== Task material ==
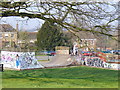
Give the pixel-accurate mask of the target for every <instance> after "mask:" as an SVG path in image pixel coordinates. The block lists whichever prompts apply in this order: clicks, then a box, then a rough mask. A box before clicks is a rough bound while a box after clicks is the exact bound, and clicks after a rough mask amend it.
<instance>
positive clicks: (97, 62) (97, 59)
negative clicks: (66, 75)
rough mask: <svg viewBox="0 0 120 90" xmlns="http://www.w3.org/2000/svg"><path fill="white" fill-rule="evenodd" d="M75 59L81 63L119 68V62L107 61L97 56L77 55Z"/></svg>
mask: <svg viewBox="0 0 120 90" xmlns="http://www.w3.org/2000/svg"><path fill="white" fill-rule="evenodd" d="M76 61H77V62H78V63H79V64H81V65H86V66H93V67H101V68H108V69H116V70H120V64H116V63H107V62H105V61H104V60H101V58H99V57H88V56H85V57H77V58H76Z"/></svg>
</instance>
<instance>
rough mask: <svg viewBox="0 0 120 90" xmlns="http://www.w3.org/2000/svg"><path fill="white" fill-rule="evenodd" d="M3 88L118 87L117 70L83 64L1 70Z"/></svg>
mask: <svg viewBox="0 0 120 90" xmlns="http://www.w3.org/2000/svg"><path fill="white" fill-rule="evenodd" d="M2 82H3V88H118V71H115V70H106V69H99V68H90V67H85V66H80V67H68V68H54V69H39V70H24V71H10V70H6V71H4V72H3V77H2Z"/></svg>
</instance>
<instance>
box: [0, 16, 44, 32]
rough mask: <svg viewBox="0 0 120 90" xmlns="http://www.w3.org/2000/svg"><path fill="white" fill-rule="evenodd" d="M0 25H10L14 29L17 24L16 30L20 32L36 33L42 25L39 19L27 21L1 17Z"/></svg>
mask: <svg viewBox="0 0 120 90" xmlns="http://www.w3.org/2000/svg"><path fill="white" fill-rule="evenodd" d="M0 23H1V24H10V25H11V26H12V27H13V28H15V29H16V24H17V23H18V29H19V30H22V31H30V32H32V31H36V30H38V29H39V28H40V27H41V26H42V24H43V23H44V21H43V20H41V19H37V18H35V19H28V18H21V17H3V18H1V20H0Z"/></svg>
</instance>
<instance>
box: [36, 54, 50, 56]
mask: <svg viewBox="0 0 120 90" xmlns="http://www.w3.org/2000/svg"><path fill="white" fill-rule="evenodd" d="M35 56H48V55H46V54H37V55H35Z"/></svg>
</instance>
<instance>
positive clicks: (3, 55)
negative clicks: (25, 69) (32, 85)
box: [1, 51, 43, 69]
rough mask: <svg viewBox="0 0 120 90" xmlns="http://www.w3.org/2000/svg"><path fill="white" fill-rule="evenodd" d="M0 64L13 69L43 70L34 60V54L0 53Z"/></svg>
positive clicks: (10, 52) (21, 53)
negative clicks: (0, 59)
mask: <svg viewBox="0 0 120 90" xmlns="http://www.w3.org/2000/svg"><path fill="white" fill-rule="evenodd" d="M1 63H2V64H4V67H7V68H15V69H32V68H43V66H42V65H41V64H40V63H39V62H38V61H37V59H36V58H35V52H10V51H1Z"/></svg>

...

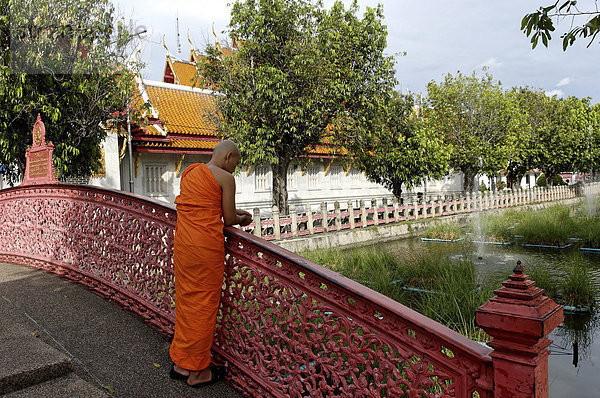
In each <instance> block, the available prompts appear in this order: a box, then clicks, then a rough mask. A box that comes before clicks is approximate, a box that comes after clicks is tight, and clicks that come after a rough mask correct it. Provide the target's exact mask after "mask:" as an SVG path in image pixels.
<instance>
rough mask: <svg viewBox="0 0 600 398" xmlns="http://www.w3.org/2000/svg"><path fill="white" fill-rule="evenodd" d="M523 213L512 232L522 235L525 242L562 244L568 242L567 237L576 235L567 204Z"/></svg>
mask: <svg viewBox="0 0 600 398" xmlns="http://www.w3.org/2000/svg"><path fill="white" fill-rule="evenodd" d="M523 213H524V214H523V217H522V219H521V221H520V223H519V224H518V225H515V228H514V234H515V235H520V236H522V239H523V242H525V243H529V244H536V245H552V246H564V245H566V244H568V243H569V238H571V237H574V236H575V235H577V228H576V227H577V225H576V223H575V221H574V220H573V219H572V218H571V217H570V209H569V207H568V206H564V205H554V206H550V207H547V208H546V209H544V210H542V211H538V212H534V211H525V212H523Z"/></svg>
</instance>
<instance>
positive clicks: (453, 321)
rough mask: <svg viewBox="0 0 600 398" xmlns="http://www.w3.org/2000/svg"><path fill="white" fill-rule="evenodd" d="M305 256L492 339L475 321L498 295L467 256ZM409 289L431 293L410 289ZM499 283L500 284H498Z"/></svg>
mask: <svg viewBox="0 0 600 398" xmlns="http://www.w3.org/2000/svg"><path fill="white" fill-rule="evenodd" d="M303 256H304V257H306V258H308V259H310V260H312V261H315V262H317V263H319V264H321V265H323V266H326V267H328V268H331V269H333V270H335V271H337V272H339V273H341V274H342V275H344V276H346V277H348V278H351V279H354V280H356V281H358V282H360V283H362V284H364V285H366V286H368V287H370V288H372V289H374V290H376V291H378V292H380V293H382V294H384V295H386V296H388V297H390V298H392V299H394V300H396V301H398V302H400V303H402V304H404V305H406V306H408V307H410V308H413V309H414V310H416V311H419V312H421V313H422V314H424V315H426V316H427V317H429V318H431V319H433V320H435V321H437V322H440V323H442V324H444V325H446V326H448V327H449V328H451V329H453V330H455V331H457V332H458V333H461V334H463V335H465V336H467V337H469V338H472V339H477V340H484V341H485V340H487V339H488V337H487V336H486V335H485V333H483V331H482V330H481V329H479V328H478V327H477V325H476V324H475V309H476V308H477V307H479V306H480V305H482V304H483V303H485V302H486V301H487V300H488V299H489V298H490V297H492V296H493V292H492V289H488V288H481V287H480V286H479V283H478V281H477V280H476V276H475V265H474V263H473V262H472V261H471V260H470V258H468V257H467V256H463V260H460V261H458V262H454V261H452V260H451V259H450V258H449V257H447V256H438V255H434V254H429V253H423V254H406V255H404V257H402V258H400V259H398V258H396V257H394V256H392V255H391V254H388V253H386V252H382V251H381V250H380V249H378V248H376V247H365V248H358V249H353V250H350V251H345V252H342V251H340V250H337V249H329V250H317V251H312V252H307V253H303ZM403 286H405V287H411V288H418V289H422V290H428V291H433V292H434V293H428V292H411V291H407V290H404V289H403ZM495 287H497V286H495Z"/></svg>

== Problem to solve ==
Across the material, report every line that has the word "block".

== Reply ==
Give the pixel-accurate mask of the target for every <instance> after "mask:" as an SVG path in image pixel coordinates. The block lists whichever prompts apply in this order: clicks, then a box, then a rough mask. A box before clicks is a rough bound while a box after clicks is the exact bound, and clicks after a rough mask amend it.
In each <instance> block, the available prompts appear in this order: a box, then clicks, then a rough mask. A box that comes before clicks is approximate, a box that comes after clicks is tight, and clicks that come after a rough mask correct it. Provide the target's exact mask after "mask:" as an SVG path in image pixels.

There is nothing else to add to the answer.